_What needs to be done_: The reply should hold every record, copied exactly, and none of the pictures.

Collected data entries

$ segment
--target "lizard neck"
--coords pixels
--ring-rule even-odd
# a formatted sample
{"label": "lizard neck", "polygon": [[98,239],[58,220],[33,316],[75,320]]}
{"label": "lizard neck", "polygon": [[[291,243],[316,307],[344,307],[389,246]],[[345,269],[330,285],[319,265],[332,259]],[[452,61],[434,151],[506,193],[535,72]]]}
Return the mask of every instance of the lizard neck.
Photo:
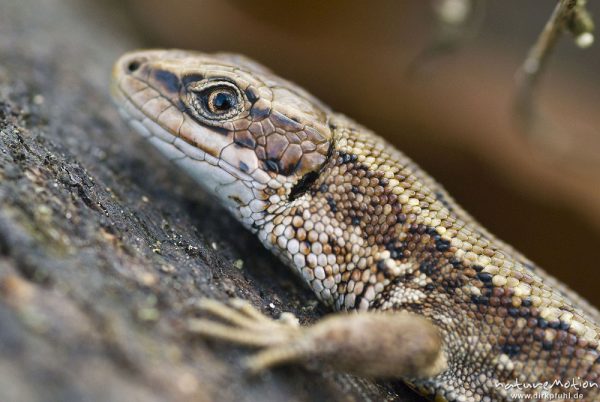
{"label": "lizard neck", "polygon": [[[443,218],[451,213],[420,186],[404,155],[343,116],[330,124],[328,162],[302,194],[267,209],[275,213],[258,233],[326,304],[367,310],[401,278],[414,277],[422,253],[450,258]],[[418,292],[424,295],[412,297]]]}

_Answer to this exercise_:
$ segment
--target "lizard neck"
--coords pixels
--ring-rule even-odd
# a formatted sample
{"label": "lizard neck", "polygon": [[98,239],[58,220],[33,316],[75,320]]}
{"label": "lizard neck", "polygon": [[[291,243],[316,307],[344,307],[389,246]],[[345,269],[330,285],[319,265],[332,259]],[[452,61],[434,151],[506,193],[535,72]]]}
Return the mask of every instance of the lizard neck.
Photo:
{"label": "lizard neck", "polygon": [[[443,218],[451,213],[420,186],[404,155],[343,116],[330,124],[328,162],[302,194],[267,209],[275,213],[258,233],[326,304],[367,310],[401,278],[414,277],[422,253],[450,258]],[[418,292],[424,295],[412,297]]]}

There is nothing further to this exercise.